What needs to be done
Repeat the fleece-washing thread word for word, beginning with "Ooh, look at" and stopping after "just keep practicing.".

— BEGIN Article —

My wool comes out squeaky clean and still in lock formation, and it is relatively easy.


----------



## shanzone2001 (Dec 3, 2009)

Nice fleece! I wash mine in the sink using hot water and Dawn dish soap. I wash and rinse a few times and then set it out to dry. Sometimes I ahve to go back and re-wash, but not often if I really soak it.


----------



## Marchwind (May 10, 2002)

I agree with all of the above. There is also a link in the Stickies at the top of the forum, look in the 101 Sticky there is one on washing fleeces. Couple of things to keep in mind with all of the above. Don't let the water cool too much, always keep water about the same temp. Do NOT agitate in any way.

I have hard water too and I haven't had much of a problem that I have noticed. You an always add about a cup of vinegar to the final rinse water.


----------



## PKBoo (Apr 10, 2008)

Thanks everyone - I'm on the right track, and after all of these suggestions, I'll be able to tweak what I'm doing. 

I use 5-gal buckets now, and I was very careful about keeping the water temp above 125, but I didn't add vinegar to the final rinse, so I'll try that. 

Also, the locks just become a jumbled mess, which I can pick them apart, but they just get 'messy.' I'll try putting them in lingerie bags, or netting, and soaking them that way. Thanks!

I would love to use the washing machine, but we have septic, and wooboy, that wouldn't fly!

The sheep are such a MESS that I could feed all of them for a WEEK with what I flick card out of them! We are slowly figuring out how to hay them for minimal waste and mess. I flick card each lock, which gets them pretty clean, then just spin the lock from the cut end. 

Here's what I've spun so far - not much, but I love it! I wish she would have stayed gray multicolored 










GAM - I am AMAZED at how much you get accomplished - spinning, dyeing, then sock knitting at the speed of light - phew! :rock:


----------



## frazzlehead (Aug 23, 2005)

Washing often does result in locks becoming a 'jumbled mess'. This is what pickers are for. 

I have just recently had the opportunity to try out a Pat Greene picker and WOW what a difference. That thing opens up the fleece and knocks out more dirt and gunk than I would've thought possible, and in a very short time! I spent an hour at the picker and worked through an entire garbage bag (like, stuffed right up to the top so you couldn't tie it shut) of washed but stuck-together-fleece. The resulting stuff could be put through the drum carder, or used as-is for felting. Totally awesome.


----------



## gone-a-milkin (Mar 4, 2007)

Ooh, look at that pretty single.
Cannot wait to see it plyed. 

To be fair, I started that last project with a prepared roving. 
I knit pretty quickly, but that whole thing took a couple of weeks.

For me, it is all about the knitting. I can NOT wait to make something out of a newly spun yarn. 
I am *finally* being able to spin a decent sock yarn. It is still a bit heavier then most commercial stuff, but getting better.

I just keep practicing.


----------



## PKBoo (Apr 10, 2008)

— END Article —
— BEGIN Provided data —

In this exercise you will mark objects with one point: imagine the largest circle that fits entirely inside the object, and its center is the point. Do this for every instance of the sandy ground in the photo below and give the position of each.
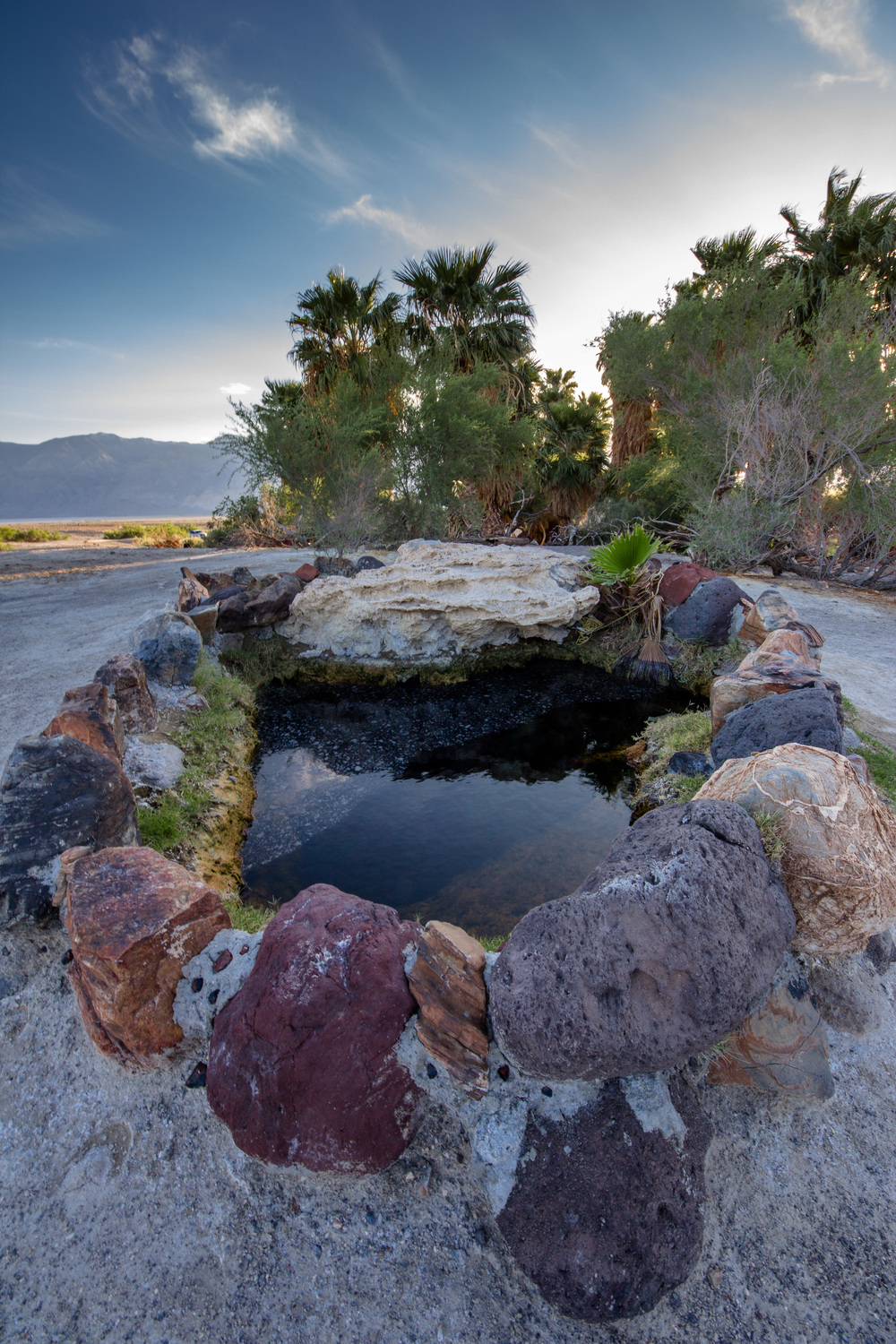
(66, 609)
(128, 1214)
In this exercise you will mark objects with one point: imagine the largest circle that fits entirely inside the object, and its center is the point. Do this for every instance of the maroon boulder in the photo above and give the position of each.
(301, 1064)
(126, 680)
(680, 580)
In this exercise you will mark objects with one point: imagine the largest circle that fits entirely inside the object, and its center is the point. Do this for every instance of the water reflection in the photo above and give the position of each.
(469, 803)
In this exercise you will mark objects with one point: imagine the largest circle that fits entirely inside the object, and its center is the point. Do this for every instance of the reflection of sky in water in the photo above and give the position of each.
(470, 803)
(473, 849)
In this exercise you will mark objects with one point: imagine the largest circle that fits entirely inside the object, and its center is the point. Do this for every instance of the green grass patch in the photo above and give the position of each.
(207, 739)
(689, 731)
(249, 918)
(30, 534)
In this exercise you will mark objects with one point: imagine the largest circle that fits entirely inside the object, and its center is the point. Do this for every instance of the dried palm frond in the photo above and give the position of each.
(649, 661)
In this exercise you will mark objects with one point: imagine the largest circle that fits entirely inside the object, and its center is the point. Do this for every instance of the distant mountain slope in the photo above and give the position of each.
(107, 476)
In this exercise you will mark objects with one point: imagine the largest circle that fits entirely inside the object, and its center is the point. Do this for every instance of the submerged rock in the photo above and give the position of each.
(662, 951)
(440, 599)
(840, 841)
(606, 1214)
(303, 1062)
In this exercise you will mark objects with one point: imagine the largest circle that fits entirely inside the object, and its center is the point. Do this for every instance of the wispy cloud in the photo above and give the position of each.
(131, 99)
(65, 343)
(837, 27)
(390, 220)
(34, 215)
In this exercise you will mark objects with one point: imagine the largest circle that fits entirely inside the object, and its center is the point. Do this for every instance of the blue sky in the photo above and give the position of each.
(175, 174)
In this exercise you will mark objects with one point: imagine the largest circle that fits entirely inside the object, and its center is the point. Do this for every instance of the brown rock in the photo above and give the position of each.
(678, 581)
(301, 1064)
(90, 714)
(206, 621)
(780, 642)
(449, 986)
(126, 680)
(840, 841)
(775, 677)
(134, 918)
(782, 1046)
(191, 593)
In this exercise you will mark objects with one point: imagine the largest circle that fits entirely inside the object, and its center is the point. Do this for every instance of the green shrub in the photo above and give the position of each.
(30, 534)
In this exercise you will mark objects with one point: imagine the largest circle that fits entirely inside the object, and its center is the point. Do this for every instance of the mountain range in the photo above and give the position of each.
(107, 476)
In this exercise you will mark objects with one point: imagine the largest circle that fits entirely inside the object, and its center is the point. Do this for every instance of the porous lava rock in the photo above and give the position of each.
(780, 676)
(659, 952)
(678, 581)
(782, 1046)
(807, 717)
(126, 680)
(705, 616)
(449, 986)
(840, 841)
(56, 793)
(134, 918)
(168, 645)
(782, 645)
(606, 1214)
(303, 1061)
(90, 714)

— END Provided data —

Response to this exercise
Ooh, look at that pretty single.
Cannot wait to see it plyed. 

To be fair, I started that last project with a prepared roving. 
I knit pretty quickly, but that whole thing took a couple of weeks.

For me, it is all about the knitting. I can NOT wait to make something out of a newly spun yarn. 
I am *finally* being able to spin a decent sock yarn. It is still a bit heavier then most commercial stuff, but getting better.

I just keep practicing.